== Work to complete ==
(a) In the conversation about quantum nonlocality, what is Schrodinger's cat said to be?
(b) Using the reason the conversation about quantum nonlocality gives, explain why the experiment can't be done with the things we usually think of as local.
(c) From the conversation about quantum nonlocality, write out the passage that begins at the words "Then you automatically" and ends after "of light law.".

== Text block ==

■ ■ ■ ■

Then you automatically have the little piece, or the other person.

Exactly.

We know this.

We know this with certainty, and that’s highly unlocal.

It seems like information traveling faster than the speed of light.

Right, because that would mean that you’re breaking the speed of light law.

Now, Bell came along and I assumed that this experiment is in that spirit and showed that in fact Einstein was right and wrong.

They were right, that experiment shows that it’s nonlocal.

And all the statistics of the experiment are consistent with the nonlocality of quantum mechanics.

So if it’s not local, what does that say about anything that we think of as local?

You know, most of the stuff we think of as local is because it’s big lumbering lots of particles and that experiment’s impossible because it requires such delicacy.

And even the temperature in this room, the particles bouncing around would collapse any attempts.

But you can imagine a world where we are not these lumbering macroscopic things.

We are particles that are entangled with something else at a distance.

So that in that way, the entire universe would be holding hands with itself.

Yeah, I mean, there’s lots of great science fiction plots that hinge on these simultaneous things existing at once in seemingly in conflict.

And of course, this goes back to Schrodinger’s famous cat, which is simultaneously alive and dead.

So I think that the question about how does it affect the topology of the universe, I don’t think it’s going to affect the observable topology for all the same reasons.

■ ■ ■ ■

== Supplied data ==
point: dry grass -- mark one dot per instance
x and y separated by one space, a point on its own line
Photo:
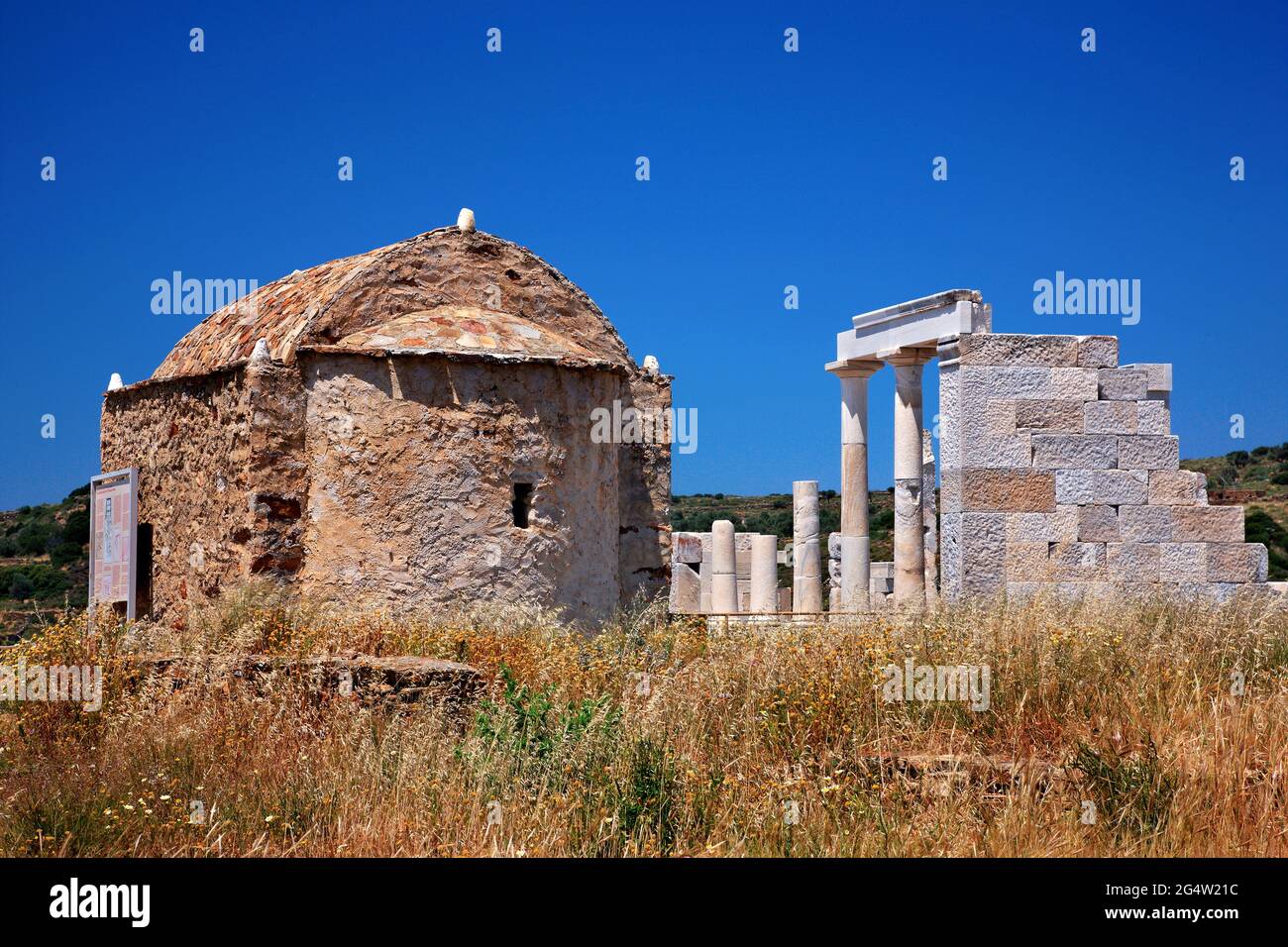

■ ■ ■ ■

== Responses ==
(a) Simultaneously alive and dead.

(b) Those things are big and lumbering and made of lots of particles, but the experiment requires great delicacy. Even the particles bouncing around at the temperature of the room would collapse any attempt.

(c)
Then you automatically have the little piece, or the other person.

Exactly.

We know this.

We know this with certainty, and that’s highly unlocal.

It seems like information traveling faster than the speed of light.

Right, because that would mean that you’re breaking the speed of light law.